__THE EXERCISE__.
In the data below, find the line containing "Wanted = one point per instance on the metal handrail"; reproduce that line and all subsequent lines exactly, and nothing else.

## BEGIN RECORD SET

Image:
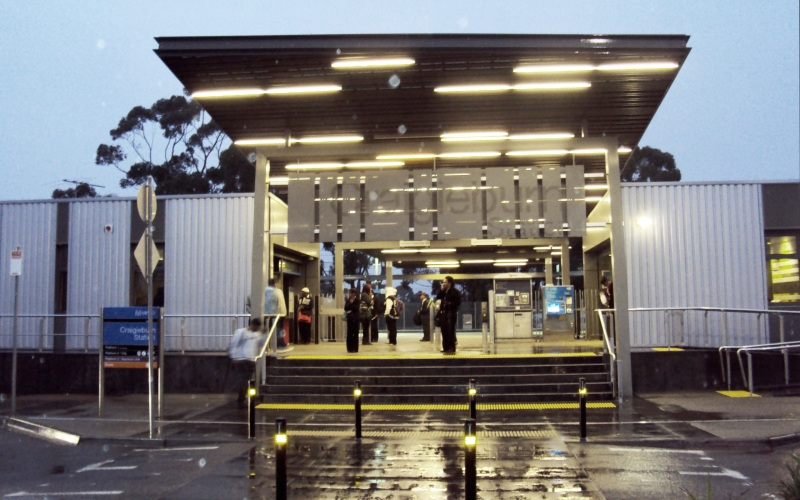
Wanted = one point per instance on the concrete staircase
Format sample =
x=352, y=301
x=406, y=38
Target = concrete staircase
x=436, y=380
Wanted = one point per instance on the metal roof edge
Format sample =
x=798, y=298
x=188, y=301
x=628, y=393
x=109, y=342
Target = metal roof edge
x=420, y=40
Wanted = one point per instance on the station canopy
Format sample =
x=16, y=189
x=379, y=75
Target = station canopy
x=422, y=99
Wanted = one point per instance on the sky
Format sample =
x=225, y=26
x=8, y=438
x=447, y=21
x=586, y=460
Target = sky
x=70, y=70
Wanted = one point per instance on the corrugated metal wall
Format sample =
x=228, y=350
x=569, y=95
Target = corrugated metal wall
x=33, y=227
x=99, y=264
x=705, y=247
x=207, y=265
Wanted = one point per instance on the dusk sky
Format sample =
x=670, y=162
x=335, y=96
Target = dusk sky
x=71, y=70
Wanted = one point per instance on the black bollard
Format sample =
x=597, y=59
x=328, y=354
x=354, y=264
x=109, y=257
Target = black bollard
x=470, y=452
x=473, y=400
x=582, y=391
x=357, y=397
x=280, y=459
x=252, y=392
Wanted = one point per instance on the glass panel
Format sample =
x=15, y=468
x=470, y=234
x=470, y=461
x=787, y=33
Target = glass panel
x=785, y=280
x=781, y=245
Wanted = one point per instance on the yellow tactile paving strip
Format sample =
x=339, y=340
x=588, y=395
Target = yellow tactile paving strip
x=422, y=434
x=737, y=394
x=454, y=356
x=436, y=407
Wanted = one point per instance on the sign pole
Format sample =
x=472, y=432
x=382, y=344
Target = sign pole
x=14, y=362
x=148, y=260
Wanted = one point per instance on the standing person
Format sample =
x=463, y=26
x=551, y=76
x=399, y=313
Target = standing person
x=274, y=306
x=451, y=301
x=305, y=312
x=390, y=314
x=351, y=309
x=425, y=316
x=245, y=345
x=365, y=312
x=377, y=311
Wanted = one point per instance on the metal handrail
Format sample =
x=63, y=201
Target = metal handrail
x=611, y=351
x=725, y=363
x=783, y=347
x=778, y=312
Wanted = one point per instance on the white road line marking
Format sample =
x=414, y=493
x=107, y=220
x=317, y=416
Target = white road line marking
x=659, y=450
x=725, y=472
x=64, y=494
x=179, y=449
x=99, y=466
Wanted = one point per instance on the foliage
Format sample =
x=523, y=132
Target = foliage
x=790, y=489
x=650, y=165
x=176, y=142
x=81, y=190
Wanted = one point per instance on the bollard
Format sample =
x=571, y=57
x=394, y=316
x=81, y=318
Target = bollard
x=252, y=392
x=470, y=452
x=280, y=458
x=473, y=397
x=582, y=391
x=357, y=397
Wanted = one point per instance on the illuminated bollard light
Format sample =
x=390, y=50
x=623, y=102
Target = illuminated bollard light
x=473, y=399
x=470, y=453
x=357, y=401
x=252, y=393
x=582, y=392
x=280, y=458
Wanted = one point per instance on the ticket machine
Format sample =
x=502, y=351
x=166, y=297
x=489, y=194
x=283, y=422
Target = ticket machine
x=513, y=306
x=559, y=309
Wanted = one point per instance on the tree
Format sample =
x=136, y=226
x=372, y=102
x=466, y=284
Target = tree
x=650, y=165
x=81, y=190
x=176, y=142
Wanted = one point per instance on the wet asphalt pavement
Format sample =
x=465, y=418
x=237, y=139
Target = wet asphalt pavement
x=645, y=450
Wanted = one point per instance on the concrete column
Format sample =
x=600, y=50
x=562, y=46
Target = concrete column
x=261, y=249
x=565, y=278
x=548, y=271
x=340, y=293
x=619, y=271
x=591, y=284
x=389, y=271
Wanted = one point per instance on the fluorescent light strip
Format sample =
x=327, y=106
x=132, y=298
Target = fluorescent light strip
x=314, y=166
x=324, y=139
x=372, y=63
x=552, y=86
x=410, y=157
x=483, y=154
x=543, y=136
x=303, y=89
x=224, y=93
x=267, y=141
x=582, y=67
x=374, y=164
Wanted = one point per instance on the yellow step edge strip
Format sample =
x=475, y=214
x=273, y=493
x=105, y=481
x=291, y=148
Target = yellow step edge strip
x=737, y=394
x=436, y=407
x=456, y=356
x=422, y=434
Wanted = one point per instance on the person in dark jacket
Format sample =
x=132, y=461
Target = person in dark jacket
x=451, y=301
x=425, y=316
x=306, y=312
x=351, y=308
x=365, y=313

## END RECORD SET

__SOLUTION BELOW__.
Wanted = one point per instance on the metal handrail
Format sample =
x=63, y=201
Target = metal handrail
x=611, y=351
x=725, y=363
x=783, y=347
x=778, y=312
Wanted = one point per instance on the white road line marking
Format sample =
x=414, y=493
x=107, y=220
x=317, y=416
Target = white road line marking
x=659, y=450
x=725, y=472
x=64, y=494
x=179, y=449
x=99, y=466
Wanted = one point per instance on the foliage
Format sample =
x=523, y=132
Target = foliage
x=790, y=489
x=650, y=165
x=176, y=142
x=81, y=190
Wanted = one point per instance on the bollard
Format sample =
x=571, y=57
x=394, y=316
x=81, y=318
Target = bollard
x=252, y=392
x=470, y=452
x=280, y=458
x=473, y=397
x=582, y=391
x=357, y=397
Wanted = one point per instance on the illuminated bollard light
Format sample =
x=390, y=50
x=623, y=102
Target = illuminated bollard light
x=473, y=399
x=470, y=453
x=357, y=401
x=252, y=393
x=582, y=392
x=280, y=458
Wanted = one point per instance on the ticket machine
Format sample =
x=502, y=351
x=166, y=297
x=489, y=194
x=283, y=422
Target = ticket machine
x=513, y=306
x=559, y=309
Wanted = one point per instance on the tree
Format sample =
x=136, y=226
x=372, y=102
x=466, y=284
Target = tree
x=650, y=165
x=81, y=190
x=176, y=142
Wanted = one point per instance on the wet asphalt pavement
Format sample =
x=465, y=418
x=237, y=139
Target = wet asphalt pavement
x=645, y=450
Wanted = one point per instance on the concrete column
Format sample =
x=600, y=50
x=562, y=46
Target = concrete column
x=261, y=249
x=565, y=278
x=548, y=271
x=340, y=293
x=619, y=271
x=591, y=284
x=389, y=271
Wanted = one point per instance on the fluorescent light strip
Format sample =
x=327, y=106
x=132, y=298
Target = fluorescent light strip
x=314, y=166
x=324, y=139
x=372, y=63
x=552, y=86
x=410, y=157
x=483, y=154
x=543, y=136
x=303, y=89
x=224, y=93
x=267, y=141
x=582, y=67
x=374, y=164
Wanted = one point per instance on the yellow step edge strip
Format sample =
x=475, y=214
x=273, y=493
x=105, y=481
x=291, y=148
Target = yellow step edge strip
x=737, y=394
x=436, y=407
x=456, y=356
x=422, y=434
Wanted = one point per instance on the person in dark jacket
Format sample =
x=132, y=461
Target = person in dark jacket
x=451, y=301
x=425, y=316
x=306, y=312
x=351, y=308
x=365, y=313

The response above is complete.